* _Your goal_
Reproduce every one of the records below without altering any word, number, or line order.

* _Materials provided_

+++

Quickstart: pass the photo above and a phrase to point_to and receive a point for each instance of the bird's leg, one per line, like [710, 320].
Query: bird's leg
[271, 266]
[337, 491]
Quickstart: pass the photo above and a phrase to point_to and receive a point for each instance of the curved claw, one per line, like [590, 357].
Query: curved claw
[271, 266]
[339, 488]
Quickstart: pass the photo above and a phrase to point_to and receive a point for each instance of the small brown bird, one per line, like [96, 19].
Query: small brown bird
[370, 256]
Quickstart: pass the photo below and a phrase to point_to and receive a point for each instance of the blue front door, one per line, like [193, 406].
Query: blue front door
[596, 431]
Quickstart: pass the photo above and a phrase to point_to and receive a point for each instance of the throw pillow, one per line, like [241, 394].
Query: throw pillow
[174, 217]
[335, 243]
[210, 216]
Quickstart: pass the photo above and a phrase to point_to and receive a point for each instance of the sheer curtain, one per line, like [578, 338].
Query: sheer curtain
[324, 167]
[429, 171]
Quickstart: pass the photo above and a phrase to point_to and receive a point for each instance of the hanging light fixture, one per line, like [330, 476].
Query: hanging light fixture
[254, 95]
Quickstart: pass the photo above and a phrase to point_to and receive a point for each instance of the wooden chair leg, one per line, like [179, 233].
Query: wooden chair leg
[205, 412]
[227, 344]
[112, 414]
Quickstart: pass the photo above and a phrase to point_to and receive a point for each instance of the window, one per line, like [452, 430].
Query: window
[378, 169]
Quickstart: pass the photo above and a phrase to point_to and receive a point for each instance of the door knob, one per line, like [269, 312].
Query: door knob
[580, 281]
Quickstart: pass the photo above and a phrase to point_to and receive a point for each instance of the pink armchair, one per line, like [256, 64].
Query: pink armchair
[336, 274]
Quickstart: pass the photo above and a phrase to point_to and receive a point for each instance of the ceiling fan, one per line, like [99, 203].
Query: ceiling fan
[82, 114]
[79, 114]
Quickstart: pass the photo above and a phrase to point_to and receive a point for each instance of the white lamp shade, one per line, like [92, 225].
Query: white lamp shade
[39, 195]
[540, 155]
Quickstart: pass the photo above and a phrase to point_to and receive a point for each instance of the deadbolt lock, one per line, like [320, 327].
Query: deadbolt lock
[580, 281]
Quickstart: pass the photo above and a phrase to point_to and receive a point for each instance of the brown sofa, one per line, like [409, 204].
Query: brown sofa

+++

* _Output of the exercise_
Quickstart: pass the photo above and a phrase to point_to and receive a point for each instance of the bird's leg, one per line, like [710, 320].
Query: bird's leg
[271, 266]
[337, 491]
Quickstart: pass the photo above and a phrase to point_to and receive a point for each instance of the curved claw, one per line, like [590, 357].
Query: curved claw
[271, 266]
[339, 488]
Quickstart: pass the photo above and a phrase to point_to and receive a point for each instance of the small brown bird, one per line, like [96, 19].
Query: small brown bird
[370, 256]
Quickstart: pass the photo below and a phrase to point_to and receive a point for each instance of the blue front door, one per line, like [193, 406].
Query: blue front door
[596, 431]
Quickstart: pass the photo above and a phrase to point_to and receive a point for each instance of the throw pillow, one per line, like [241, 394].
Query: throw pillow
[174, 217]
[335, 243]
[210, 216]
Quickstart: pass the photo above and a phrase to point_to and receive a point for each instance of the sheer curtain, one per line, like [578, 338].
Query: sheer curtain
[324, 167]
[429, 171]
Quickstart: pass the photo above and a phrase to point_to and receive a point for each instance of the hanging light fixture, one per line, like [330, 476].
Query: hanging light fixture
[254, 95]
Quickstart: pass the photo above and a phrase to point_to and receive a point for each instance of the wooden chair leg, one per line, like [179, 233].
Query: wooden chair leg
[205, 412]
[227, 344]
[112, 414]
Quickstart: pass the photo above and a phrase to point_to and receive a point for each instance of the window, one per line, like [452, 430].
Query: window
[378, 169]
Quickstart: pass the photo above and a phrase to point_to and receive a point for each instance of the door knob, one per line, like [269, 312].
Query: door knob
[580, 281]
Quickstart: pass the photo above and a phrase to point_to and receive a point for each instance of the pink armchair, one per line, like [256, 64].
Query: pink armchair
[336, 274]
Quickstart: pass the photo above and a phrase to point_to and receive a point for each instance of the ceiling fan, one per line, like [99, 203].
Query: ceiling fan
[82, 114]
[79, 114]
Quickstart: pass the photo above and a phrase to point_to and receive a point for each instance of the white lamp shade, one per line, like [92, 225].
Query: white lamp shade
[39, 195]
[540, 155]
Quickstart: pass the photo above and a phrase to point_to and receive a point for each instance of the deadbolt lock, one per line, like [320, 327].
Query: deadbolt lock
[580, 281]
Quickstart: pass the photo above and a phrase to point_to and receive a point for each instance of the brown sofa, one per line, like [409, 204].
Query: brown sofa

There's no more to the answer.